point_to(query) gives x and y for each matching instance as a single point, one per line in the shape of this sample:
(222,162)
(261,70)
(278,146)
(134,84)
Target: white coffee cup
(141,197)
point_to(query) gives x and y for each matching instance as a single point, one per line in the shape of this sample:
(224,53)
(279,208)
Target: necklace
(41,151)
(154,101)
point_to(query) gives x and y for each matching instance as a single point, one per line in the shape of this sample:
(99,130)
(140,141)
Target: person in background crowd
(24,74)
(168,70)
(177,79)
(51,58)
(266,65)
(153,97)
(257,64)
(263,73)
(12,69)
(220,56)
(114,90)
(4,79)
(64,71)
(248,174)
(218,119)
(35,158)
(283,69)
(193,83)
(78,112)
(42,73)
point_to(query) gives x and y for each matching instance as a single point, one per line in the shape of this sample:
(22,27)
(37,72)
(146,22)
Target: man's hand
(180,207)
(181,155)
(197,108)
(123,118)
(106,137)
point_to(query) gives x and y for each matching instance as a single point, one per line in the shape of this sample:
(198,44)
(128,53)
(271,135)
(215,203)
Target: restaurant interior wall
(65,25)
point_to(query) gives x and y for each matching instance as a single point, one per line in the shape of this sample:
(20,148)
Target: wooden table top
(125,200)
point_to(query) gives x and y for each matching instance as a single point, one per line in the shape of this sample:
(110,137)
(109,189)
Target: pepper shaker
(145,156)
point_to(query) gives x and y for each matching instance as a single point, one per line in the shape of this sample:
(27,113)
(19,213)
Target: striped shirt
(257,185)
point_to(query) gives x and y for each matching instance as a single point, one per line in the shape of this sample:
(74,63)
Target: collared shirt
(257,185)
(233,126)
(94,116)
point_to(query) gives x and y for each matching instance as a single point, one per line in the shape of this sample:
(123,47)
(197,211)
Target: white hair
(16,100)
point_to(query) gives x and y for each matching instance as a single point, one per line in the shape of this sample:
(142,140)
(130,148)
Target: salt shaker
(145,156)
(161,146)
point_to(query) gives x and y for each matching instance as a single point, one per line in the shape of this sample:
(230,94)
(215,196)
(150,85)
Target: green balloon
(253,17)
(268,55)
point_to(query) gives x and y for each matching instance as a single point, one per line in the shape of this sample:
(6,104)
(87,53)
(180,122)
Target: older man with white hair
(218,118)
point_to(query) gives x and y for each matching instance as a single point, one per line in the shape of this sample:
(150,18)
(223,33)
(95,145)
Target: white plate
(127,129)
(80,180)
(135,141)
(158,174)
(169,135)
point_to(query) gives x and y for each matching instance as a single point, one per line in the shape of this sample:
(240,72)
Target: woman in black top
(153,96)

• **Exercise instructions**
Reproduce the data verbatim, line for line.

• **Finished task**
point_to(query) gives x and y for each matching instance as a single point, one per line in the shape of this sample:
(222,162)
(261,70)
(278,146)
(134,84)
Target: white coffee cup
(141,197)
point_to(query) gives x and y for each matching instance as a single point, one per line in the shape of this sample:
(224,53)
(279,208)
Target: necklace
(41,151)
(154,101)
point_to(query) gives x and y for each matching instance as a single point, one per line in the shape of this sample:
(99,130)
(140,141)
Target: person in background crowd
(24,74)
(168,70)
(177,79)
(51,58)
(266,65)
(153,97)
(257,64)
(263,73)
(12,69)
(220,56)
(114,90)
(4,79)
(64,71)
(248,174)
(218,119)
(35,158)
(283,69)
(193,83)
(78,112)
(42,73)
point_to(query) gives x and y for each matching instance as a single point, one per line in the shape of this sample:
(22,27)
(37,72)
(146,22)
Target: man's hand
(180,207)
(181,155)
(197,108)
(123,118)
(106,137)
point_to(query) gives x and y for each matching instance as a single point, one per line in the shape of this sample:
(198,44)
(128,53)
(271,135)
(215,203)
Target: restaurant interior wall
(65,25)
point_to(query) gives x and y for each matching instance as a single point, one per line in the shape of this sample:
(20,148)
Target: wooden table top
(125,200)
point_to(query) gives x and y for each matching instance as a single point, one per line in the shape of this sample:
(110,137)
(109,189)
Target: pepper shaker
(145,156)
point_to(query) gives x and y for each matching instance as a single point, one per line in the shape of this sample:
(27,113)
(19,213)
Target: striped shirt
(257,185)
point_to(query) gives x and y for each matching instance as a single point, one per line in the shape of this sample:
(74,63)
Target: collared shirt
(257,185)
(233,126)
(94,116)
point_to(query) gives x and y for each matching instance as a single point, one per line in the shape of this sample:
(123,47)
(197,211)
Target: white hair
(16,100)
point_to(query) gives x and y for each matching instance as a single point, one per line in the shape of this sample:
(142,140)
(130,148)
Target: salt shaker
(145,156)
(161,146)
point_to(query) gives x and y for each matching instance as a single point, one per line in the shape of this sample:
(230,94)
(215,196)
(150,85)
Target: green balloon
(253,17)
(268,55)
point_to(query) gives x and y for each matching instance as a single point, one per line in the shape of this sample:
(6,104)
(87,53)
(180,122)
Target: older man with white hair
(218,118)
point_to(query) gives x and y for each matching instance as a single point, one per line in the shape of this sample:
(150,18)
(223,33)
(95,145)
Target: white plate
(127,129)
(80,180)
(135,141)
(158,174)
(169,135)
point_to(query) gives x and y for each matching instance as a single point, one per line in the shape of this sample:
(240,72)
Target: woman in black top
(153,96)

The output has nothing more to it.